> Instructions for the task: Rewrite the entries below, changing every "purple sock" to "blue mug" and keeping everything else the same. Leave the pictures out of your answer.

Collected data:
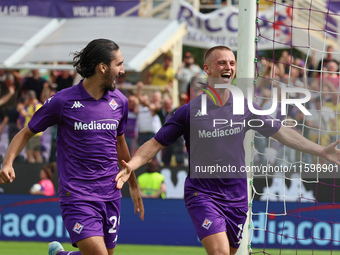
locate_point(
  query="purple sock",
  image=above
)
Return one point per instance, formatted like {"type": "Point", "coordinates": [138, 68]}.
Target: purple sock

> Written solution:
locate_point(
  query="blue mug",
  image=above
)
Return one point per instance, formatted like {"type": "Point", "coordinates": [138, 68]}.
Target: blue mug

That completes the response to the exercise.